SELECTED PASSAGE
Click below to see the full episode transcript:
COAL+ICE Podcast, Episode 3: Himalayas' Melting Glaciers Impact Billions
February 22, 2022
Mary Kay Magistad: The Himalayas have inspired music and poetry, and spiritual focus. They’ve challenged climbers and adventurers to reach new heights.
And they’ve stored ice – more than anywhere else on earth, except for the Arctic and Antarctic. That ice, those glaciers, have for millenia, fed many of Asia’s greatest rivers – in China and India, Pakistan and Southeast Asia – helping to feed billions of people.
But that ice is now melting fast – caused by climate change. And the melting of that ice is itself accelerating climate change – with the effects felt, throughout the Himalayan region – including India.
(Montage of news coverage)
Anjal Prakash: I think at least the people who are affected directly by the changes in the environment in the weather patterns, they are definitely convinced that this is unprecedented. These changes are unprecedented. They have not seen that in their life.
Mary Kay Magistad: This is Anjal Prakash. He has been focused for the past quarter century on the effects of climate change on water and ecosystems in the greater Himalayan region. And he’s here to tell you what it all means for billions of people who rely on waters melting too quickly now, all around the Himalayas.
(Music up.)
Mary Kay Magistad: This is the COAL and ICE podcast, from Asia Society. I’m Mary Kay Magistad.
If you go to Coalandice.org, you’ll see dramatic photos of Himalayan peaks. It’s part of a photo exhibition and event series at the Kennedy Center in Washington DC, March 15th to April 22nd, 2022. But take a peek now – go on. You’ll see photos showing how Himalayan glaciers have shrunk, and retreated. You’ll see images of coal miners, in China and around the world – and images of people struggling with the effects of climate change, coal use and other fossil fuels being one of the big causes of climate change.
Anjal Prakash has done a lot of thinking, writing and research about all of this. He’s research director and an adjunct associate professor at the Bharti Institute of Public Policy, at the Indian School of Business in Hyderabad, in India. He has thought about the tension and frustration that comes from developing countries, like India, trying to grow their economies and create better lives for their people in an era of climate change that largely, they did not create.
Anjal Prakash: India is the 3rd largest polluter, but the per capita emission for India is minuscule, actually, if you compare with the two greatest polluters at this moment, which are the United States and China.
Mary Kay Magistad: India’s per capita carbon dioxide emissions are about a quarter of China’s, and an eighth of the United States. India *is* trying to grow its economy, to help millions of people out of poverty. And all of this will need more energy. India does still rely on coal for more than half of its energy – but it’s working on increasing its use of solar and other renewable energy, as US climate envoy John Kerry recognized on a trip to India before the Glasgow Climate Summit in 2021.

WRITTEN REQUEST 1
According to the podcast transcript, where and when is the photo exhibition held?
WRITTEN REQUEST 2
In the podcast transcript, India is called the 3rd largest polluter. Explain why Anjal Prakash still describes India's emissions as minuscule.
WRITTEN REQUEST 3
Continue the podcast transcript from its last line.

DATA EXCERPT
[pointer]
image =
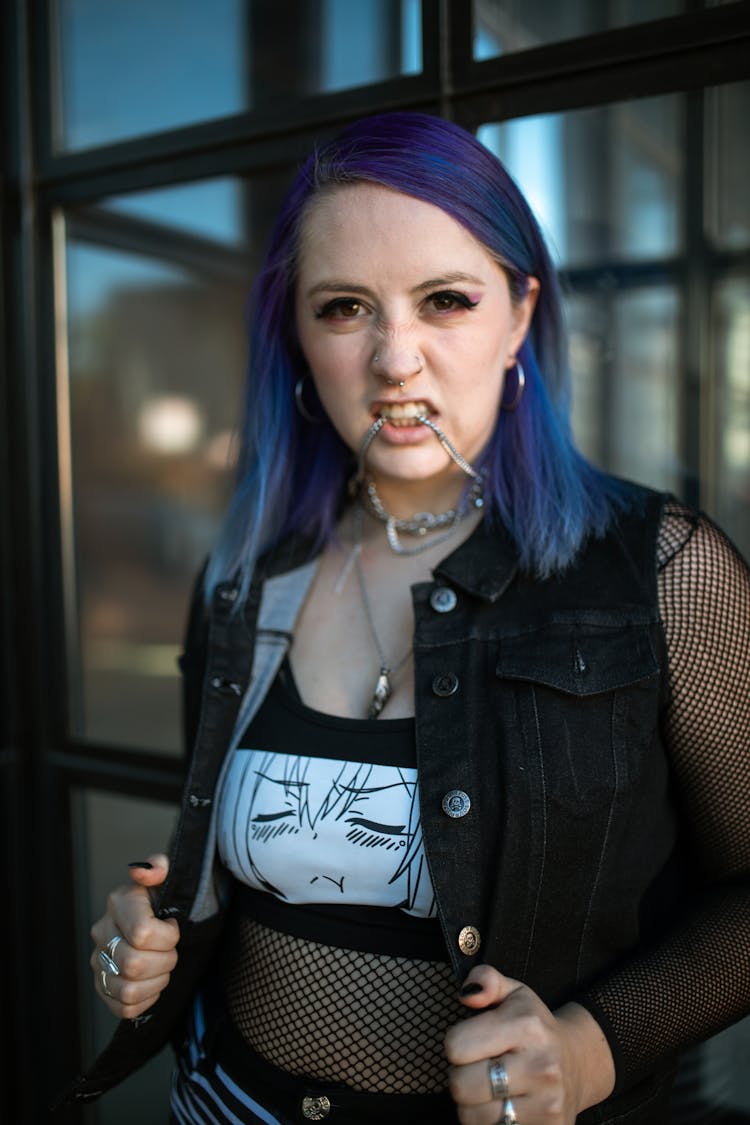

RIGHT ANSWER 1
At the Kennedy Center in Washington DC, from March 15th to April 22nd, 2022.

RIGHT ANSWER 2
He compares India's per capita emissions with those of the two greatest polluters, the United States and China. India's per capita carbon dioxide emissions are about a quarter of China's and an eighth of the United States'.

RIGHT ANSWER 3
India is getting the job done on climate, pushing the curve. You are indisputably a world leader already in the deployment of renewable energy. And your leadership in the International Solar Alliance promises to advance clean energy across India, and other dynamic, growing economies around the world.
Mary Kay Magistad: Great – Anjal says – so, developed nations – show us the money, that will help us make this change more quickly.
Anjal Prakash: So what we people, not only India, but if you look at other countries in South Asia – Nepal, Bhutan, Sri Lanka, Pakistan, Bangladesh – they have to divert their development finance money to combat climate change. We know that a huge percentage of GDP actually has to go in fixing the problem which we have not created.
Mary Kay Magistad: So, South Asians – and others in developing countries – are calling for climate justice, while they live with ever more disruptive effects of climate change. Anjal Prakesh has been seeing it in his own work, and writing about it in reports by the Intergovernmental Panel on Climate Change’s reports. That includes a recent special report on how climate change is affecting oceans and the cryosphere – which means, basically, everything that’s frozen – the Arctic, the Antarctic, and mountain glaciers, like those in the Himalayas.
Anjal Prakash: Himalayan glaciers actually contribute to 10 major rivers in the entire Asia. So glaciers are a very, very important ecosystem that we must protect. Under global warming, what is predicted that with this same business as usual scenario, two-thirds of the glaciers will be actually declining by end of the century. And some of this declining rate actually is much more faster than what the models are projecting already. That is probably a long term understanding.
But for the day-to-day issues, what we see is a huge change in weather patterns which is impacting the Himalayan regions, especially in terms of precipitation changes. The total average precipitation or the rainfall has not changed over a period of time. But there's a huge variability in rainfall. That means when you want rains, the rains will not come. When you don't want, it will just pour. And that means that the downstream areas get flooded. The midstream areas get flooded. There's a huge loss of life because sudden changes happen.
Mary Kay Magistad: And, he says, such effects of climate change – along with droughts, floods, fiercer cyclones, rising sea levels, and dwindling catches of fish and seafood in warming oceans, disproportionately affect the poor.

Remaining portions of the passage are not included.